Digest Engine logoDigest Engine
DocumentationAlgorithms

Algorithms

This document breaks down the major decision-making mathematics behind the AI pipeline. Having these defined explicitly helps debug strange behaviors and informs how to adjust the tunables.

Embedding Model & Vector Space

  • What it computes: Converts extracted content text into high-dimensional vector coordinates.
  • Inputs: Candidate text.
  • Outputs: A dense vector stored into the Qdrant database payload.
  • Tunables: EMBEDDING_PROVIDER, EMBEDDING_MODEL (see Tunables).
  • Location: core/embeddings.py

Cosine Relevance Scoring

  • What it computes: Decides if a candidate article is relevant to the project’s specific topic.
  • Inputs: The candidate Article Vector, and the top-5 $k$-Nearest-Neighbor vectors tagged as is_reference=True in Qdrant for that project.
  • Formula / Rules:
    1. If Similarity $\ge 0.85$: The candidate is considered a clear match and is deemed highly relevant (LLM bypass).
    2. If Similarity $< 0.50$: The candidate is a clear non-match (LLM bypass).
    3. If $0.50 \le$ Similarity $< 0.85$: The candidate falls into the ambiguous band, triggering the Relevance LLM skill which returns a score to break the tie, assuming OPENROUTER_API_KEY is present.
  • Tunables: Static bounds 0.50 and 0.85.
  • Location: core/pipeline.py and core/ai.py.

Topic Centroid Feedback Loop

  • What it computes: Drifts the project baseline “topic vector” based on explicit editorial thumbs-up or thumbs-down feedback.
  • Inputs: Explicit UserFeedback records.
  • Formula: The sum of positively-ranked content vectors minus negatively-ranked vectors, proportionally shifting the project’s reference similarity center point.
  • Tunables: ProjectConfig.recompute_topic_centroid_on_feedback_save (see Tunables).
  • Location: trends/ and core/embeddings.py.

Authority Scoring

  • What it computes: Assigns an influence multiplier (authority_score) to an Entity based on how frequently and prominently it is mentioned or referenced.

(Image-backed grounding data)
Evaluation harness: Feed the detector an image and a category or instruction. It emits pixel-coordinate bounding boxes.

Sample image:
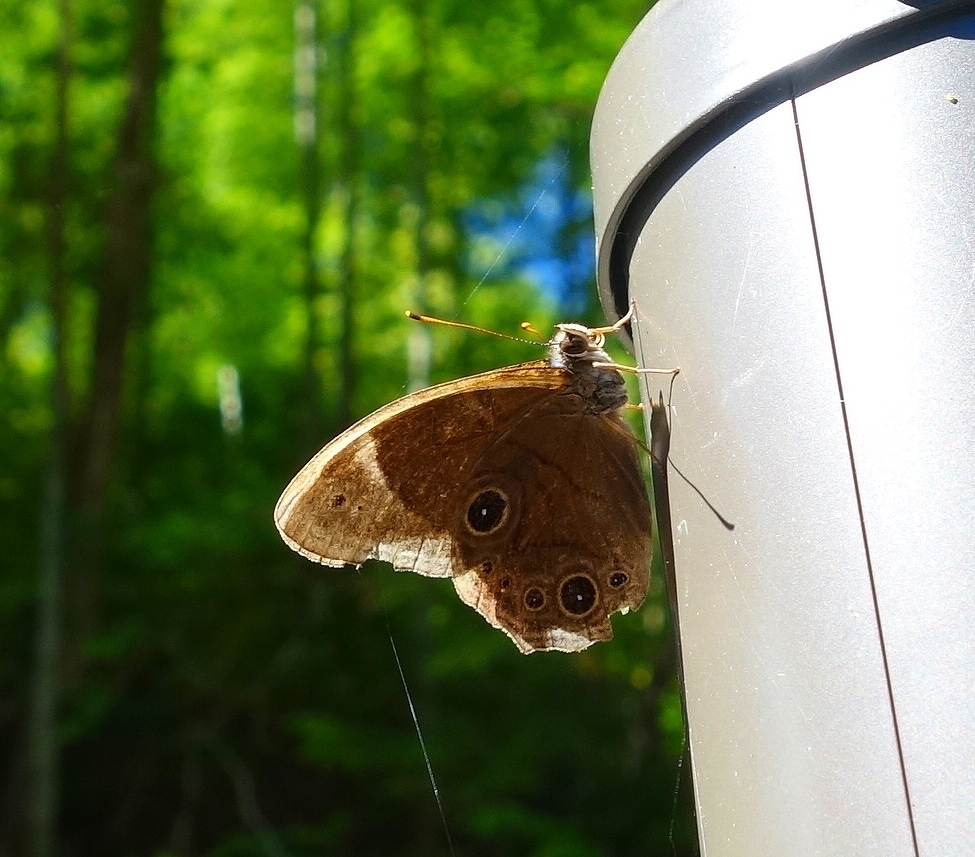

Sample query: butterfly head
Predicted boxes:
[549,324,609,366]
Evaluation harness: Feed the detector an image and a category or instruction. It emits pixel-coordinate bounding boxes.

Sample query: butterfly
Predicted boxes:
[274,308,651,653]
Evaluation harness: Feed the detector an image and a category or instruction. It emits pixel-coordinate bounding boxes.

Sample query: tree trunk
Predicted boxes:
[407,0,432,391]
[73,0,163,634]
[336,0,359,428]
[294,0,323,452]
[25,0,71,857]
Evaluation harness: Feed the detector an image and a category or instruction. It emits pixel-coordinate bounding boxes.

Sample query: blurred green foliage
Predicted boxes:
[0,0,694,857]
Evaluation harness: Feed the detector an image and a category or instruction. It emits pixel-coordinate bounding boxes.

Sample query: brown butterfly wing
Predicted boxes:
[274,361,565,577]
[275,361,650,652]
[454,392,651,652]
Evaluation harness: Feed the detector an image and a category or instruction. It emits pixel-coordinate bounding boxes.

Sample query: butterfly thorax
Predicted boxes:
[550,324,628,414]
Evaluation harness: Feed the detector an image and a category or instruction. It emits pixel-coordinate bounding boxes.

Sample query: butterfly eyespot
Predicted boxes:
[559,574,599,616]
[525,586,545,610]
[466,488,508,536]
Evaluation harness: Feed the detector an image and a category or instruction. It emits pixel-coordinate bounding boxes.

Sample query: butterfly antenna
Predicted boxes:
[520,321,545,342]
[406,309,544,345]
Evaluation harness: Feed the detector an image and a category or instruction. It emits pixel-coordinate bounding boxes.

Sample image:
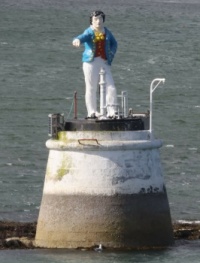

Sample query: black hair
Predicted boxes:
[90,10,106,25]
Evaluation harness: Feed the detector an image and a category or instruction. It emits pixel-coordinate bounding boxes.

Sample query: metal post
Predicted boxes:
[74,91,77,119]
[99,68,106,116]
[121,91,128,117]
[149,78,165,139]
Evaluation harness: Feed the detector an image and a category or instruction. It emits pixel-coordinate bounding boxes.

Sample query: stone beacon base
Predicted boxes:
[35,118,173,250]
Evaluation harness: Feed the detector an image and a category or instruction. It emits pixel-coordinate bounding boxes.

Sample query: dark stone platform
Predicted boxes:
[64,117,147,131]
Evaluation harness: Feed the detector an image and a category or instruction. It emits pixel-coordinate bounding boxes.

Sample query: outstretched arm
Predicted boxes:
[72,38,81,47]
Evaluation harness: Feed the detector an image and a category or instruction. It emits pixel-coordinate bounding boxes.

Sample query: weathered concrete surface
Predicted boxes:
[36,193,173,249]
[0,221,200,249]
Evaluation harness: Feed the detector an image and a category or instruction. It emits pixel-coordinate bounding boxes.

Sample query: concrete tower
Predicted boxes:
[36,116,173,249]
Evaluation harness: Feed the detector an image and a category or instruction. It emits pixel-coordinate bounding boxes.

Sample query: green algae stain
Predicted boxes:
[56,156,71,181]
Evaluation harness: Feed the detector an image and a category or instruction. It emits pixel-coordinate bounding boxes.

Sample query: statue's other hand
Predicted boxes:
[72,38,81,47]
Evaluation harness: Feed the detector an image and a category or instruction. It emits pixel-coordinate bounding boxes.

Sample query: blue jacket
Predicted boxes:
[74,27,117,65]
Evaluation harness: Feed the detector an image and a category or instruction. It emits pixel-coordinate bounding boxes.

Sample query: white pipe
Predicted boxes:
[99,68,106,116]
[149,78,165,139]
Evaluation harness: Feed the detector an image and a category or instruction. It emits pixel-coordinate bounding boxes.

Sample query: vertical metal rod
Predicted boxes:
[99,68,106,116]
[149,79,165,139]
[121,91,127,117]
[74,91,77,119]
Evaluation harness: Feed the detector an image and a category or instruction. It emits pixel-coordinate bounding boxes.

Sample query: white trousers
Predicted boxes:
[83,57,117,117]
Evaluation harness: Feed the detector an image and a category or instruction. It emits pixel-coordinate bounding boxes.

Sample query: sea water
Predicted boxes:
[0,0,200,263]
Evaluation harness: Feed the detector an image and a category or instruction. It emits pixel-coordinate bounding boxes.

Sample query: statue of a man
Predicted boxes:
[72,11,117,118]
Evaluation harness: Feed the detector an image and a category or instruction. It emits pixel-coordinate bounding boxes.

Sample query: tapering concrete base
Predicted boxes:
[36,120,173,249]
[36,193,173,249]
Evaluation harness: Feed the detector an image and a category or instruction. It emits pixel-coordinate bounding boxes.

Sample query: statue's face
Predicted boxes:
[92,15,103,30]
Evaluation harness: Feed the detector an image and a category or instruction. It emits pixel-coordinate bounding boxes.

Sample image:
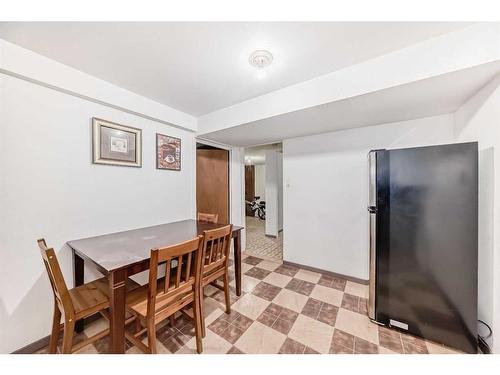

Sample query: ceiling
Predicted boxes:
[203,61,500,147]
[0,22,468,116]
[245,143,283,164]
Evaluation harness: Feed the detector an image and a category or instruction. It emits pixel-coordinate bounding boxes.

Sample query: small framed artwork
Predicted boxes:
[92,118,142,167]
[156,133,181,171]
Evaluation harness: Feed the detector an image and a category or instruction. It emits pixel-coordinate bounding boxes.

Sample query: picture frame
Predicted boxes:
[92,117,142,168]
[156,133,182,171]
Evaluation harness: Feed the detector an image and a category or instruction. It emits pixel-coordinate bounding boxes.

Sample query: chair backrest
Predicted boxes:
[198,212,219,224]
[37,238,74,315]
[202,224,233,273]
[147,236,203,317]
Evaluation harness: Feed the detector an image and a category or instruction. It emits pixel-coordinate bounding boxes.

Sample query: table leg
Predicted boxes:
[234,230,241,296]
[73,250,85,333]
[109,270,127,354]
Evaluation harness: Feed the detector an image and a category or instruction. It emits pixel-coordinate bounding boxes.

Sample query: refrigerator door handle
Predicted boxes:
[368,151,377,320]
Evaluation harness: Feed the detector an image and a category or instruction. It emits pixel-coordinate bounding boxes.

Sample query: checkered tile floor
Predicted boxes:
[37,255,462,354]
[245,216,283,260]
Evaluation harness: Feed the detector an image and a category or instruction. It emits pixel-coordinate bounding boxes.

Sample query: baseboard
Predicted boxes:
[283,260,370,285]
[11,314,101,354]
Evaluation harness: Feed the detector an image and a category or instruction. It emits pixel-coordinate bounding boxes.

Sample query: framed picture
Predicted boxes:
[92,118,142,167]
[156,133,181,171]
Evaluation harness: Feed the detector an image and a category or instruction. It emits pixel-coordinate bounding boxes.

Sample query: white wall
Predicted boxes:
[284,115,453,280]
[265,150,283,237]
[455,76,500,353]
[0,74,194,353]
[255,164,266,201]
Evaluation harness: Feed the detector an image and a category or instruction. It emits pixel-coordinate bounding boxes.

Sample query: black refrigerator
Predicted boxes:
[368,142,478,353]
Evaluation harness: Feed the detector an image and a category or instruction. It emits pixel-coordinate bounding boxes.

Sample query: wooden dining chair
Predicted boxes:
[125,236,203,354]
[37,239,115,354]
[199,225,233,337]
[198,212,219,224]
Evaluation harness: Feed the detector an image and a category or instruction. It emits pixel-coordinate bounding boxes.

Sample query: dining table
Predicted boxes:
[67,220,243,353]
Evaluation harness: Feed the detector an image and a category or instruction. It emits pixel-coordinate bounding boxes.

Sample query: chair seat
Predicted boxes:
[68,277,139,318]
[127,277,194,317]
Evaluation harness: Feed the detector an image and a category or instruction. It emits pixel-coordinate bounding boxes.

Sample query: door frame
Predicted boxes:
[193,137,234,223]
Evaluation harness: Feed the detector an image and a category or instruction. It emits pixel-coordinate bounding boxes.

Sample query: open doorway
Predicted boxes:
[245,143,283,260]
[196,143,230,223]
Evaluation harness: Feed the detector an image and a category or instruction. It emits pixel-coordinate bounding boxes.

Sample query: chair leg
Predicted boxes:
[135,315,142,333]
[199,285,207,337]
[62,319,75,354]
[224,271,231,314]
[146,319,158,354]
[193,289,205,354]
[49,302,61,354]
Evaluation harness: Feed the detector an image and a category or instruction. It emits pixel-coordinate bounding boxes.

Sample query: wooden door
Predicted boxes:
[196,149,229,223]
[245,165,255,216]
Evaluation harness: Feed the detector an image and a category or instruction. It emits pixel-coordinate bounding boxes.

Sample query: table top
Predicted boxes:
[67,220,243,272]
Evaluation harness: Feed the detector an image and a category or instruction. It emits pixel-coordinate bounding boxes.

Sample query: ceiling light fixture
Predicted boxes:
[248,50,273,79]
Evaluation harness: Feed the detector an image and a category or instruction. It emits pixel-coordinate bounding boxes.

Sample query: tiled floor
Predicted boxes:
[245,216,283,260]
[37,254,460,354]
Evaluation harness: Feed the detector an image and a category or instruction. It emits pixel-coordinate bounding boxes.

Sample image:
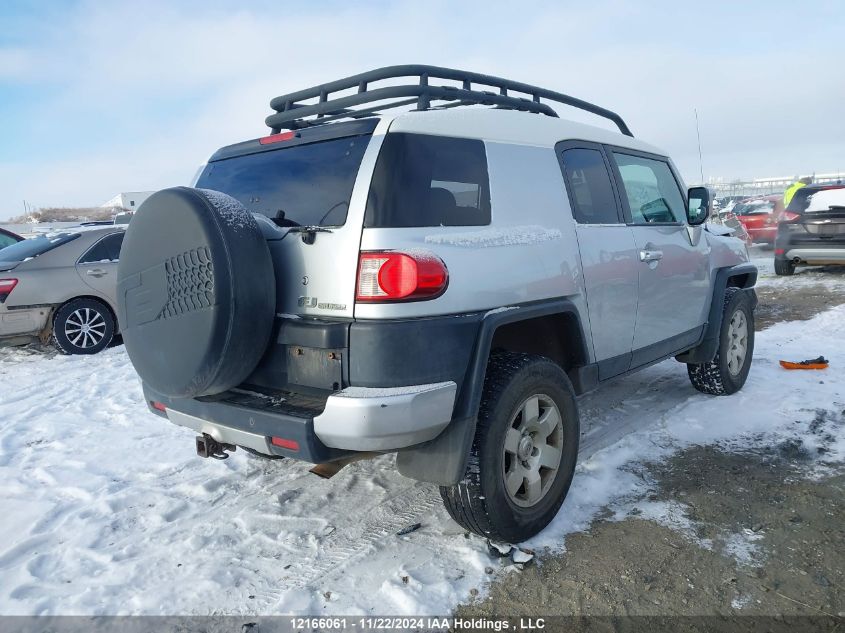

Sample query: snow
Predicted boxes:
[425,225,561,248]
[0,254,845,615]
[807,188,845,212]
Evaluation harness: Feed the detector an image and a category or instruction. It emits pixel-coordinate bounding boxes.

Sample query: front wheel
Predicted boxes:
[687,288,754,396]
[440,353,579,543]
[53,299,114,354]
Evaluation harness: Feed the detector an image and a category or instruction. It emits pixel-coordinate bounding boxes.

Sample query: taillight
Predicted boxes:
[0,279,18,303]
[355,251,449,302]
[258,132,296,145]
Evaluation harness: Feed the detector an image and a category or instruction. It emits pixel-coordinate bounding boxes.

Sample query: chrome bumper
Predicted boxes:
[784,248,845,264]
[163,381,457,458]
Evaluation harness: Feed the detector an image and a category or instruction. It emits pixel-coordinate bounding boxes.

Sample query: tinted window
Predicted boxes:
[562,149,619,224]
[364,132,490,227]
[79,231,124,264]
[0,233,79,262]
[786,185,841,213]
[732,200,775,215]
[197,135,370,226]
[613,152,686,224]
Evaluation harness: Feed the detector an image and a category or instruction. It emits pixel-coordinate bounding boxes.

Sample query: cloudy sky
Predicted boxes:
[0,0,845,218]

**ACTIVITY 1**
According to the algorithms document, in which file is the embedding model located?
**ACTIVITY 2**
Reproduce the algorithms document word for word, starting at "3. If $0.50" and ending at "OPENROUTER_API_KEY is present.".
The listing has no connection to the algorithms document.

**RESPONSE BOX 1**
core/embeddings.py

**RESPONSE BOX 2**
3. If $0.50 \le$ Similarity $< 0.85$: The candidate falls into the ambiguous band, triggering the Relevance LLM skill which returns a score to break the tie, assuming OPENROUTER_API_KEY is present.